• What you should do: Rewrite the material below, putting "single dot" in place of every occurrence of "single marker" and keeping all other text unchanged.

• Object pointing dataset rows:
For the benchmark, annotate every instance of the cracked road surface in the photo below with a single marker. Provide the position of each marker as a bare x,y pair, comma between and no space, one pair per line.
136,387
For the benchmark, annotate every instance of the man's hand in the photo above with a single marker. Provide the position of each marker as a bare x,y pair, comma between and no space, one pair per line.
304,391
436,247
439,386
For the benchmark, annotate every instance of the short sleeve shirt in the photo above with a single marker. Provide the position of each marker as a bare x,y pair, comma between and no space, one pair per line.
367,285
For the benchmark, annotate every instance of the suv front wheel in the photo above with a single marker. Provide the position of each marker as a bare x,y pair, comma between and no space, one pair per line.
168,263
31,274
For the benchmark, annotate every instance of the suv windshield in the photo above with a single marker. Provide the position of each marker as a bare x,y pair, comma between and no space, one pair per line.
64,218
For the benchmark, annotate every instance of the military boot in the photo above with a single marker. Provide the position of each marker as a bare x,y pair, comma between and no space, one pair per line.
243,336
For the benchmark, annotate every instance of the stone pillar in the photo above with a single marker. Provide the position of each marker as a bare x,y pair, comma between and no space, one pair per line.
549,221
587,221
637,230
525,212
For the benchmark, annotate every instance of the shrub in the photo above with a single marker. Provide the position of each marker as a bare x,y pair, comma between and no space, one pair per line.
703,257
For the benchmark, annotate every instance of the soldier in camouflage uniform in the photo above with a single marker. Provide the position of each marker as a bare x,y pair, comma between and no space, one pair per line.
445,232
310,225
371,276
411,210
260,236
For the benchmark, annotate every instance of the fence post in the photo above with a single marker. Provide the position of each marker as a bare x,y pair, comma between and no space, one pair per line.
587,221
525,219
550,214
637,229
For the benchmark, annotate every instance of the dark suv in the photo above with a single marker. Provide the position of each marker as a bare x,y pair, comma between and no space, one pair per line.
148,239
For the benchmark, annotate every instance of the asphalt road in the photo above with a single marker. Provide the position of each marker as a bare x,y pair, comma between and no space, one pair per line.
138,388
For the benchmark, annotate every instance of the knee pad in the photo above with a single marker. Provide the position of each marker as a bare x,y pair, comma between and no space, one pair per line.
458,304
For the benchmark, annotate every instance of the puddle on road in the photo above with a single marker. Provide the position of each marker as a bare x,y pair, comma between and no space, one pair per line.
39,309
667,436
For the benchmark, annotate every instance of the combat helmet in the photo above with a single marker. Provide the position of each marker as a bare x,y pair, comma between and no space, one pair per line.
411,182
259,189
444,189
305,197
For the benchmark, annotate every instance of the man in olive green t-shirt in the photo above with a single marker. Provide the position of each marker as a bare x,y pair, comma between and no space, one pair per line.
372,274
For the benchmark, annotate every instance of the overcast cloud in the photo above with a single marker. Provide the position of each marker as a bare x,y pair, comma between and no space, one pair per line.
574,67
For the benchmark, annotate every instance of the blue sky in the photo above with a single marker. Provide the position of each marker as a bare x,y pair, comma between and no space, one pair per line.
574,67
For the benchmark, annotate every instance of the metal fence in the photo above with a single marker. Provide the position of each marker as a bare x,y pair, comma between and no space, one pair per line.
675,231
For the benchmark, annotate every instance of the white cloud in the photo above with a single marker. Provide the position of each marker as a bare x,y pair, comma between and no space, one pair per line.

• Full output:
For the benchmark, annotate every instance of the cracked road surface in the photo below with a single dot. Provide the position of each marker as a bare x,y pair, comma between and no space, one pair per line.
136,387
For the benchmark, annotate every instance of the man's hand in the photo above with a single dot. Provide the position of each marker as a bare x,y pair, comma between and no space, one pair per line.
304,391
436,247
439,386
For the benchmark, annotate every instance of the short sleeve shirt in the photo above with a single dot. Provide the position of each marker as a bare x,y pair, comma between and no space, one pair per line.
367,285
For the benchmark, annotate every instance of the suv front wheel in the photo above with a single dot. Provide the position of each marker as a bare x,y pair, comma between and no space, one pair per line.
168,263
31,274
For the benchmark, annotate every instance of the suv windshield in the photo above with a single dot. Provide the position of each marker as a bare x,y pair, comma between and no space, one pair per line.
64,218
For the benchmark, annotate every instance of the military boot in the photo above with a single dot. Provide the position of each marker as a bare x,y pair, comma between and no space, one pair per line.
243,336
For the benchmark, annotate every instance of the stone pillar in the photo above with a single dot. Provide the position of each marker as a bare x,y pair, comma between and no space, one pair per line.
549,221
587,221
637,230
525,212
For the benchmark, annotate every instance of the shrub in the photo above with a single dot. Provide the position of each marker as a bare x,y pair, comma between and no space, one pair per line.
703,257
For the benchmark, annotate every instance of the soldier in camouflage uniform in the photo above with a single dot. Provide the position of each marker as a bare x,y pair, comma between and no space, one pair per line.
445,232
310,225
371,276
411,210
260,236
For the benchmark, annotate every instance of the fence post in the photo above with a single dot. Provide the position of each marker as a bare x,y pair, comma between and no space, one pair per line.
587,221
525,219
550,214
637,229
For the benchmark, annotate every instance of the dark suv in the photo above with a single dot. Provide the position of each marker as a bare x,y pair, comma between and no space, one pair per line.
148,239
For the benchmark, annotate every instance of the asphalt road in the photo above with a single dot. Provide the position of each marker as a bare x,y pair, comma between and no space, one pair per line.
138,388
For the benchmark, annotate every instance of the knee pad in the photo above with a single dot. Provide the position of each marker as a bare x,y pair, comma between and no space, one pair per line.
458,304
For the benchmark, annotate every instance of the puddle on road in the photo above with a single dot. Provide the position of each marker as a bare x,y pair, comma between and no space, one pair per line.
39,309
667,436
For the benchmark, annotate every instance of the combat helmet in the photo above with a single dot. Provide the position of each marker as a bare x,y pair, comma between and no space, one pair per line.
411,182
259,189
444,189
305,197
For the benchmark, annotate every instance of the man in olive green t-shirt in the photo above with a single dot. Provide the position of each marker as a bare x,y pair, comma between and no space, one pair per line.
372,274
For the benchmark, annotate every instance of the overcast cloud in the photo above with a single dot. Provide the position of each marker as a bare x,y pair, comma between and no space, one pair per line.
574,67
For the benchmark, annotate every instance of the blue sky in the photo above with a single dot. Provide the position of each marker as a bare x,y pair, comma between and no space, one pair per line.
574,67
For the benchmark, annotate every instance of the metal fence in the photo above with a single dot. Provide the position of each marker as a bare x,y pair, comma between and no space, one pair per line.
675,231
For the benchmark, annotate every instance of the white cloud in the photo above with a single dot. Provide the position of each marker as a bare x,y pair, comma between and no space, one pair per line.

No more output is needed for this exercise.